Sunday, December 18, 2011

Why I like Princeton.

I wasn't expecting to.

I came here two years ago, only I showed up to the Institute for Advanced Study. To be honest, I wasn't impressed. Don't get me wrong, the academic records of the people there are staggering, but the place itself was kind of underwhelming. There was usually nobody in the common room, and when there was, they were usually reading quietly. And there were no blackboards! Most of all, the place cleared out by 5:00. Where did everyone go? Surely not to explore Princeton's nightlife.

This time, I showed up to Princeton itself (both the university and IAS are in the town of Princeton; within walking distance of each other on a day with pleasant weather). What a great place! I walked into Fine Hall, was welcomed by my collaborator Takashi Taniguchi, and soon ran into lots of other people I knew. The atmosphere was buzzing, with people talking excitedly about math problems and also about much else. I got to play Arul Shankar at chess (and I lost badly), and I was assured the common room is buzzing at midnight. After being there for a few days, I fully believe it.

**Stored records:**
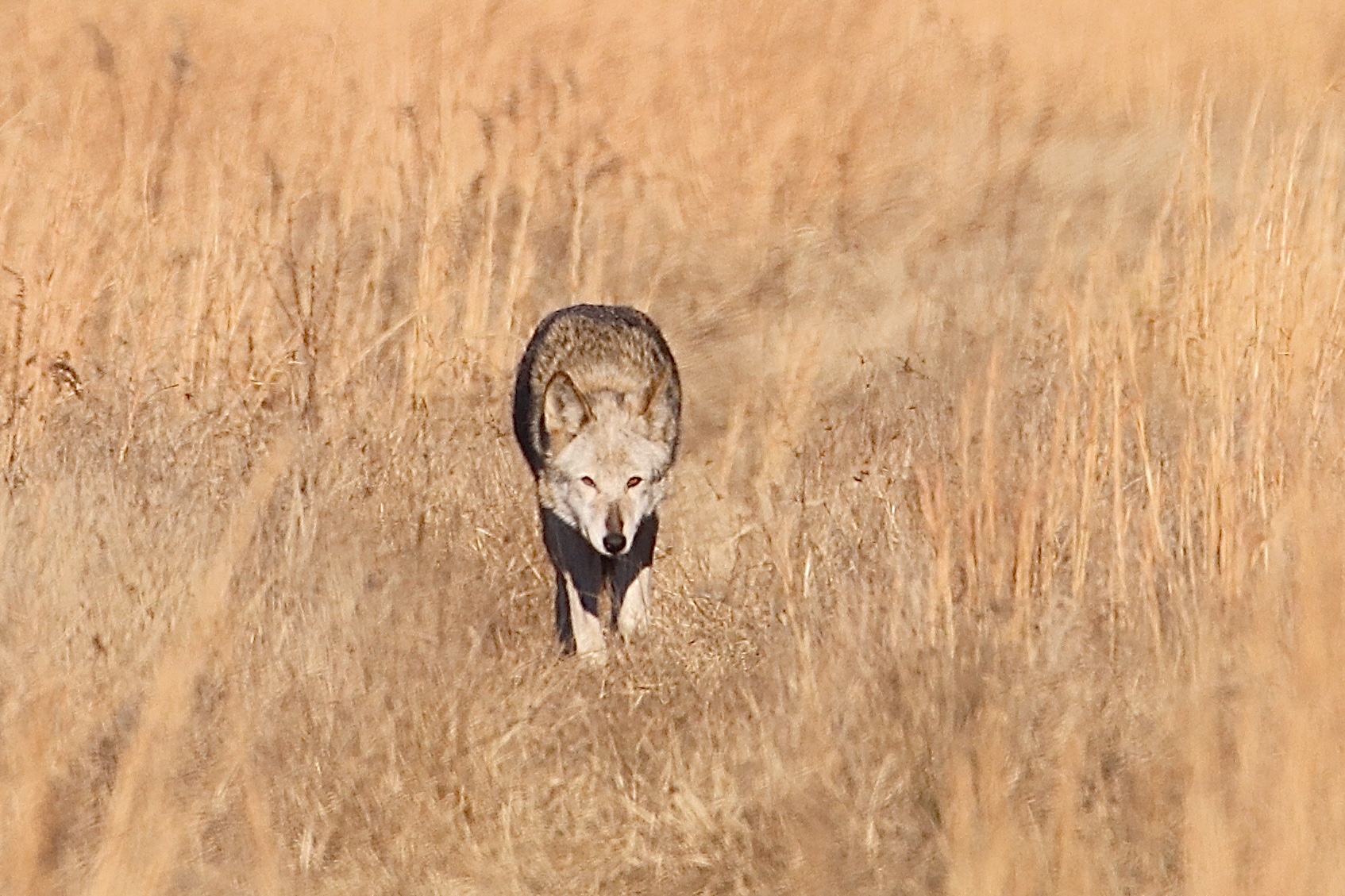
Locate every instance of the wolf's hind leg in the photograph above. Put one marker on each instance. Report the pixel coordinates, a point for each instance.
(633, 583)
---
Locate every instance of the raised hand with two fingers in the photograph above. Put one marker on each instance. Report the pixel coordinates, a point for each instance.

**Stated problem:** In the post about Princeton, who welcomed the writer on walking into Fine Hall? Please answer in one sentence.

**Answer to this problem:** The writer was welcomed by collaborator Takashi Taniguchi.